═══ Material for the task

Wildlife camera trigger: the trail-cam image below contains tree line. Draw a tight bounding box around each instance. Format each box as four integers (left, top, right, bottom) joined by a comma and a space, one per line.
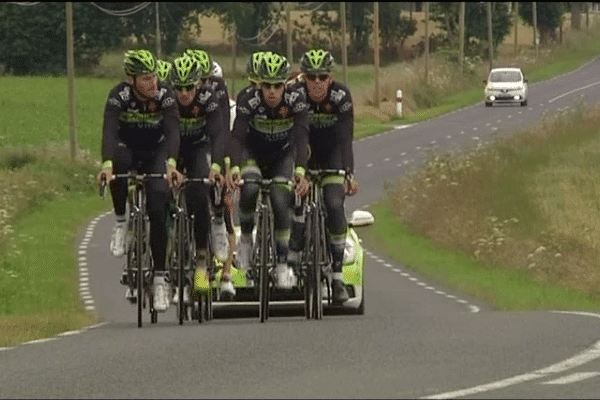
0, 2, 572, 76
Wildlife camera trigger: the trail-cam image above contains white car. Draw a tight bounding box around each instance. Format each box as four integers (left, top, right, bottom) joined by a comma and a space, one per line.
484, 67, 528, 107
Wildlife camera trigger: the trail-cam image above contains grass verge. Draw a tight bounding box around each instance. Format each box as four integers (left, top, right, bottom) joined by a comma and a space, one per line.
366, 104, 600, 311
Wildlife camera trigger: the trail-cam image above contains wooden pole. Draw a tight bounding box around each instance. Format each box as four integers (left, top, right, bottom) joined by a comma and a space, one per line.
286, 2, 293, 63
66, 2, 77, 160
514, 2, 519, 57
341, 2, 348, 84
487, 2, 493, 72
533, 2, 538, 59
424, 2, 429, 84
459, 2, 465, 75
374, 2, 380, 108
155, 2, 161, 59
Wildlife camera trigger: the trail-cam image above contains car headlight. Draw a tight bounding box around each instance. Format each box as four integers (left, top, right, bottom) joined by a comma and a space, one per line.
343, 237, 356, 265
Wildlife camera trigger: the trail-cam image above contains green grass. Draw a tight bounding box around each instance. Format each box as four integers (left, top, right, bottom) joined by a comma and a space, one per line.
362, 199, 600, 311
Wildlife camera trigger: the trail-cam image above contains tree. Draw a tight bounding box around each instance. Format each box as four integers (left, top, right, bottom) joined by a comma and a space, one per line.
429, 2, 512, 58
518, 2, 567, 45
379, 3, 417, 60
0, 2, 126, 75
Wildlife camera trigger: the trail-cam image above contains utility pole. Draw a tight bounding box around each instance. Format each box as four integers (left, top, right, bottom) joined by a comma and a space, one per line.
155, 2, 161, 59
66, 2, 78, 160
459, 2, 465, 75
374, 2, 380, 108
286, 2, 292, 63
533, 2, 538, 59
487, 2, 493, 72
231, 24, 237, 97
424, 1, 429, 84
341, 2, 348, 84
514, 1, 519, 57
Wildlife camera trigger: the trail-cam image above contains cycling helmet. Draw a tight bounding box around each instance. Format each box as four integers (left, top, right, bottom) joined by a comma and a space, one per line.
123, 48, 157, 76
300, 49, 335, 74
156, 59, 172, 83
170, 55, 200, 88
258, 53, 291, 84
185, 49, 212, 78
211, 61, 223, 78
246, 51, 267, 83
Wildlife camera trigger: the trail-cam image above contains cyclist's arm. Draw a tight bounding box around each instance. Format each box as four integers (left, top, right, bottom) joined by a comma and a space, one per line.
162, 87, 180, 166
291, 94, 310, 175
206, 104, 226, 173
337, 101, 355, 175
101, 90, 123, 168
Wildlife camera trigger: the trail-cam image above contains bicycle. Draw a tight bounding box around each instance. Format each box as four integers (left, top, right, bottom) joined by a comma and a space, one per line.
168, 177, 221, 324
100, 171, 166, 328
299, 169, 347, 320
239, 177, 294, 323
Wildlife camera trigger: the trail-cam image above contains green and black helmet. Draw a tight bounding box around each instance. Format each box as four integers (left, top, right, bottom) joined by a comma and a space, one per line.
185, 49, 212, 78
246, 51, 270, 84
156, 59, 172, 83
170, 55, 200, 89
123, 48, 157, 76
258, 53, 291, 84
300, 49, 335, 74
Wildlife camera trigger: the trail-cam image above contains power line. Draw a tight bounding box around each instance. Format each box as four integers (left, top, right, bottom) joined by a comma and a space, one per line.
7, 2, 41, 5
90, 2, 151, 17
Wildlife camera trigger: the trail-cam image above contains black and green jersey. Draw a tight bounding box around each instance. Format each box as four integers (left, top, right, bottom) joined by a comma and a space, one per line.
101, 81, 179, 163
290, 81, 354, 173
230, 86, 309, 168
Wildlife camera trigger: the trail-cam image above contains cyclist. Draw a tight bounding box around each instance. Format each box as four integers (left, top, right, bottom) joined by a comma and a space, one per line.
156, 59, 172, 84
288, 49, 360, 304
227, 53, 310, 289
96, 48, 183, 312
184, 48, 231, 271
235, 51, 270, 102
169, 54, 233, 298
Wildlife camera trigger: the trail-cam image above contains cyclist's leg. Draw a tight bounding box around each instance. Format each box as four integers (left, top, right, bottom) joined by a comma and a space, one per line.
181, 145, 210, 258
142, 148, 169, 273
238, 161, 261, 273
322, 179, 349, 302
268, 152, 296, 288
109, 144, 134, 258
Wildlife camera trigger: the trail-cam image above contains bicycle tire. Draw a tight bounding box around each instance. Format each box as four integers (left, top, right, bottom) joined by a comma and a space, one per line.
258, 205, 270, 323
177, 208, 186, 325
313, 203, 324, 320
304, 204, 315, 319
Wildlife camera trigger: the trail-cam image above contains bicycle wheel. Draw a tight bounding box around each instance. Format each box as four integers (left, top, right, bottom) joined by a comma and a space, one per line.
177, 208, 186, 325
303, 204, 316, 319
258, 205, 270, 323
312, 204, 324, 320
134, 209, 144, 328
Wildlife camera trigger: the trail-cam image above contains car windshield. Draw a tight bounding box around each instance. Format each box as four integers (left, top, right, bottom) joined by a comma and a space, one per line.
489, 71, 522, 83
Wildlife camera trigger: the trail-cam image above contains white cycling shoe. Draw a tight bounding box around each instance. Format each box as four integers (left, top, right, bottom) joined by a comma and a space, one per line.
110, 221, 127, 258
274, 264, 296, 289
211, 219, 230, 262
153, 274, 170, 312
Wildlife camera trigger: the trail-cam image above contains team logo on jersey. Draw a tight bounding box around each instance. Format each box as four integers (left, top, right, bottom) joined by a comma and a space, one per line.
206, 102, 218, 112
324, 103, 332, 113
108, 97, 121, 107
155, 88, 167, 101
340, 101, 352, 113
119, 86, 131, 102
148, 101, 158, 112
284, 91, 299, 105
330, 89, 346, 103
238, 106, 251, 115
198, 91, 212, 104
292, 102, 308, 113
248, 92, 261, 109
192, 106, 200, 117
161, 97, 175, 108
258, 107, 265, 114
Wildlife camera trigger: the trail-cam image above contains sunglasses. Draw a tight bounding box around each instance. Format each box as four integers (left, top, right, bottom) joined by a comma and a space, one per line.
261, 82, 284, 89
305, 73, 330, 82
173, 84, 196, 91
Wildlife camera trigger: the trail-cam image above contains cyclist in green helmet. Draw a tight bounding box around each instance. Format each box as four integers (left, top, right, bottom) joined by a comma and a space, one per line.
96, 47, 183, 312
227, 52, 310, 290
169, 54, 234, 299
288, 48, 359, 304
156, 59, 173, 84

══════

What you will do
Reproduce each record above by retyping it exactly; omit all images.

Answer to this problem
Wildlife camera trigger: the trail-cam image below contains tree line. Draw a tight bounding box around each instance. Format each box as four integers (left, top, right, bottom) joined by a comma and a space, one per line.
0, 2, 572, 76
Wildlife camera trigger: the trail-cam image above contains white car. Draw a tight bounding box around each instance. Format each box as four integers (left, top, right, bottom) joined by a comma and a space, one per line.
484, 67, 528, 107
Wildlife camera trigger: the trail-cam image above contains grass verge. Draw a tight bounding box around each instance. Format each box as four integers (left, top, right, bottom) joined by a comma and a space, one per line.
366, 104, 600, 311
Wildlife camera trigger: the trail-cam image above contains wooden pole. Draw a tight bounding box around each instance. Format each box as four integers (left, top, right, bottom) joined by a comma and a space, one per line.
286, 2, 293, 63
66, 2, 77, 160
514, 2, 519, 57
341, 2, 348, 84
487, 2, 493, 72
533, 2, 538, 59
424, 2, 429, 84
459, 2, 465, 75
374, 2, 380, 108
155, 2, 161, 59
Wildlife camera trigger: the trail-cam image above contains car headlight. Draw a tight bounding box around each instance. Format each box as four integers (left, top, right, bottom) joined by a comma and a space, one per line.
343, 237, 356, 265
Wildlife camera trigger: the trail-cam image above contains green grass. Draw a tight bounding box around each instance. Format each box as four integers (left, top, right, bottom) joined by a comma and a space, one per line.
362, 199, 600, 311
Wildlife camera trigger: the trail-cam image above contains tree. Draw a tight bounding box around each instance. Format each box as four integers (left, top, right, bottom) joined by a comma and a space, one per line.
429, 2, 512, 58
518, 2, 567, 45
379, 3, 417, 60
0, 2, 126, 75
Wildlife camera trigger: the trail-cam image above contains utility pole. Draw a tight bounding box around each instance. Format each box as four integers (left, top, right, bottom) joined by a comma and a space, one per line.
155, 2, 161, 59
66, 2, 78, 160
459, 2, 465, 75
374, 2, 380, 108
286, 2, 292, 63
533, 2, 538, 59
487, 2, 493, 72
231, 24, 237, 97
424, 1, 429, 84
341, 2, 348, 84
514, 1, 519, 57
Wildlife camera trigger: the trail-cam image above contains cycling helmet. Draw a tight bounding box around each instance. Format each box as four integers (left, top, right, bottom) joined by a comma and a space, one per line.
123, 48, 157, 76
300, 49, 335, 74
156, 59, 172, 83
170, 55, 200, 88
258, 53, 291, 84
185, 49, 212, 78
211, 61, 223, 78
246, 51, 267, 83
Wildlife camera trigger: the trail-cam image above contains cyclist's arm. Draw a tight bounding box around each instance. Format each box as four integers (left, top, right, bottom) joined by a comma and a space, one per line.
162, 87, 180, 166
291, 94, 310, 175
206, 104, 226, 173
337, 101, 355, 175
101, 90, 123, 168
Wildlife camera trigger: the trail-cam image above contains bicycle. Draw a tight bounding box around each instance. Format each box as four integers (left, top, right, bottom) joined by a comma and a space, one per line.
168, 177, 221, 324
100, 171, 166, 328
299, 169, 347, 320
239, 177, 294, 323
Wildlife camera trigger: the trail-cam image above contains green and black helmet. Draw a tight bounding box around each instance. Format each box as four integers (left, top, right, bottom) joined by a comma and a space, one per line.
185, 49, 212, 78
246, 51, 270, 84
156, 59, 172, 83
170, 55, 200, 89
123, 48, 157, 76
258, 53, 291, 84
300, 49, 335, 74
Wildlife camera trigger: the trail-cam image above contains power line. Draw a tight bounding box around each instance. Format each box as four integers (left, top, right, bottom) joined by a comma and a space, one per line.
7, 2, 41, 5
90, 2, 151, 17
Wildlife camera trigger: the trail-cam image above contains black and green jersey. Draw a tight bounding box around each instance. Format each box as four integers (left, top, right, bottom) joined by a comma and a space, one per line.
101, 81, 179, 163
290, 81, 354, 173
230, 86, 309, 168
Wildlife camera trigger: the trail-cam image above contains cyclist. Draw a tight bounding box around each instance. Format each box as four integers (left, top, right, bottom) joined by a comma and a space, one per line.
156, 59, 172, 84
288, 49, 360, 304
227, 53, 310, 289
96, 48, 183, 312
184, 48, 231, 271
235, 51, 270, 102
169, 54, 233, 298
Wildlife camera trigger: the trail-cam image above contains cyclist's leg. Draw a tight bounding box around each instance. Format each box as four integers (left, top, right, bottom) joined by a comma and a space, one per line.
181, 145, 210, 258
142, 148, 169, 273
238, 161, 261, 273
322, 179, 349, 302
268, 152, 296, 288
109, 144, 134, 258
Wildlife camera trigger: the trail-cam image above contains bicycle tire. Draw a tight bounding box around each instance. Format each box as four integers (left, top, right, bottom) joined by a comma and a space, one per line.
258, 205, 270, 323
177, 208, 186, 325
313, 203, 324, 320
304, 204, 315, 319
Wildlife camera trigger: the trail-cam image above contains bicycle wheel. Draw a tight bounding box around each instance. Format each box as four integers (left, top, right, bottom) joined by a comma and a space, one per line.
177, 208, 186, 325
303, 204, 316, 319
258, 205, 270, 323
312, 204, 324, 320
134, 209, 144, 328
Wildlife camera trigger: the trail-cam image above contains car windshield. Draw a tight bounding box around each instance. Format each box as four integers (left, top, right, bottom) joined by a comma and a space, one per line.
489, 71, 522, 83
Wildlife camera trigger: the trail-cam image above contains white cycling shoe. Draw a tight bounding box around each instance. Format each box as four integers (left, top, right, bottom) joined by a comma and a space, one per line.
110, 221, 127, 258
274, 264, 296, 289
211, 219, 230, 262
153, 274, 170, 312
Wildlife camera trigger: the trail-cam image above contains team logo on jersey. Draw a tight bounding box around each instance. Format each box as four integers (left, top, right, bottom) joined by a comma and a space, one per line.
206, 102, 218, 112
324, 103, 332, 113
108, 97, 121, 107
155, 88, 167, 101
340, 101, 352, 113
119, 86, 131, 102
148, 101, 158, 112
284, 91, 299, 105
330, 89, 346, 103
238, 106, 251, 115
198, 91, 212, 104
292, 102, 308, 113
248, 92, 261, 109
192, 106, 200, 117
161, 97, 175, 108
258, 107, 265, 114
Wildlife camera trigger: the trail-cam image above contains sunglasses. Draw a tight bounding box around each instance. Format each box as four integers (left, top, right, bottom) joined by a comma and a space, one per line.
261, 82, 284, 89
305, 73, 330, 82
173, 84, 196, 91
Wildlife camera trigger: the trail-cam image above contains cyclist in green helmet. Draw a tight bounding box around each instance. Format each box as four integers (left, top, right, bottom) joined by a comma and a space, one per line.
96, 47, 183, 312
227, 52, 310, 290
169, 54, 234, 299
288, 48, 359, 304
156, 59, 173, 84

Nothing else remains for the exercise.